[start of Entries supplied]
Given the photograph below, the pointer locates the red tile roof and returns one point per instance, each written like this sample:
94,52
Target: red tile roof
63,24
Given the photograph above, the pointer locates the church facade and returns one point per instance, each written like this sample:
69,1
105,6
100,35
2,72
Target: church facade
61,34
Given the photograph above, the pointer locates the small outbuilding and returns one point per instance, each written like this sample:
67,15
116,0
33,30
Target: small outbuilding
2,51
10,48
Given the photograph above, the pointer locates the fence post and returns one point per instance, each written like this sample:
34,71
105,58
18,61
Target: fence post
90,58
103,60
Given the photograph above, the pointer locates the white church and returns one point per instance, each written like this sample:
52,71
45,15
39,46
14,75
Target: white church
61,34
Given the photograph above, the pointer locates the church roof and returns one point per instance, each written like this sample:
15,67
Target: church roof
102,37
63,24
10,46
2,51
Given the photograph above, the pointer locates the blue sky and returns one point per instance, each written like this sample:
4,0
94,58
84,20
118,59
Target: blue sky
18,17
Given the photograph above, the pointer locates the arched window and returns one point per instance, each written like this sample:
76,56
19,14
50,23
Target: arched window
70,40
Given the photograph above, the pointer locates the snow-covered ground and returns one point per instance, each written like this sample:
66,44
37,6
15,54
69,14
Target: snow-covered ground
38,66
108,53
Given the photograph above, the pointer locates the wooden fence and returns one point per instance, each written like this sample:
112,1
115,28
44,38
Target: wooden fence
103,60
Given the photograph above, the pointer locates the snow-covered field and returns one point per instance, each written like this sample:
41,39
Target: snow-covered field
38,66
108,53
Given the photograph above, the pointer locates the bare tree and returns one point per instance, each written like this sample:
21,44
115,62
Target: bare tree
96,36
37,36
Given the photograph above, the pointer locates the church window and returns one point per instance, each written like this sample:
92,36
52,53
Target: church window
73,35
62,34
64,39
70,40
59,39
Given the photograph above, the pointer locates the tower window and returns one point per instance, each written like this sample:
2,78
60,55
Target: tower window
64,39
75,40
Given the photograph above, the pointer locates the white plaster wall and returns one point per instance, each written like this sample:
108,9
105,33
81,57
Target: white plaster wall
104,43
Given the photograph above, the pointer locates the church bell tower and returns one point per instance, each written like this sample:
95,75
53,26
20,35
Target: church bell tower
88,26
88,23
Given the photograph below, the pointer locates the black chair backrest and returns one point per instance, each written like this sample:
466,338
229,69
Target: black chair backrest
[end of Entries supplied]
* Written task
Copy every line of the records word for word.

* The response
Given the photograph below, the pointer locates the red tile roof and returns one point per instance, each written like this sample:
94,52
Target: red tile roof
63,24
Given the photograph above, the pointer locates the church facade and returns one point per instance, each written like this sample:
69,1
105,6
100,35
2,72
Target: church facade
61,34
Given the photograph above, the pointer locates the small outbuilding and returns one point per instance, each written like this sample:
67,15
116,0
33,30
Target: small outbuilding
2,51
10,48
Given the photograph above, the pointer locates the fence post and returns one point per instance, each written like this sample:
34,71
105,58
18,61
Target: fence post
90,58
103,60
Given the photograph above, the pointer locates the white church and returns one point per instance, each written like this sample:
52,71
45,15
39,46
14,75
Target: white church
61,34
Given the photograph above, the pointer locates the church roof and returns one point per instance, each written like this sample:
15,67
Target: church roof
102,37
63,24
10,46
2,51
Given the photograph above, the pointer locates the blue sky and returns one point per instance, each written like this sample:
4,0
94,58
84,20
118,59
Target: blue sky
18,17
Given the photograph above, the pointer locates the arched window and returns one point per instance, each written like this sample:
76,56
19,14
50,23
Target: arched window
70,40
Given the photograph above, the pointer locates the snow-covered ground and returns one point per instance, each written like this sample:
66,44
37,6
15,54
69,14
Target: snow-covered ground
38,66
108,53
Given the photograph above, the pointer locates the wooden fence and returns one point per instance, each written like this sample:
112,1
115,28
44,38
Target: wooden fence
103,60
Given the photograph above, the pointer locates the snow-covered field and returns one point per instance, each written like this sample:
41,39
Target: snow-covered field
38,66
108,53
Given the photograph above, the pointer locates the bare tree and returns one point per instance, each written like this sample:
21,44
115,62
Target: bare tree
96,36
37,36
Given the photograph above, the pointer locates the church window and returns one point per instance, each written like this sample:
92,36
52,53
Target: church window
73,35
62,34
64,39
70,40
59,39
Given the photograph above, the pointer locates the tower window and returns one point per instance, each written like this sample:
2,78
60,55
Target: tower window
64,39
75,40
Given the photograph above, the pointer locates the white plaster wall and returns one point per instance, each written like this sample:
108,9
105,33
81,57
Target: white plaster wall
104,43
Given the photograph above, the pointer locates the church bell tower and returns one point per instance, each written like this sample:
95,75
53,26
20,35
Target: church bell tower
88,26
88,23
Given the photograph below, the pointer locates the black chair backrest and returns one point per instance, each written like this sample:
466,338
229,69
Target: black chair backrest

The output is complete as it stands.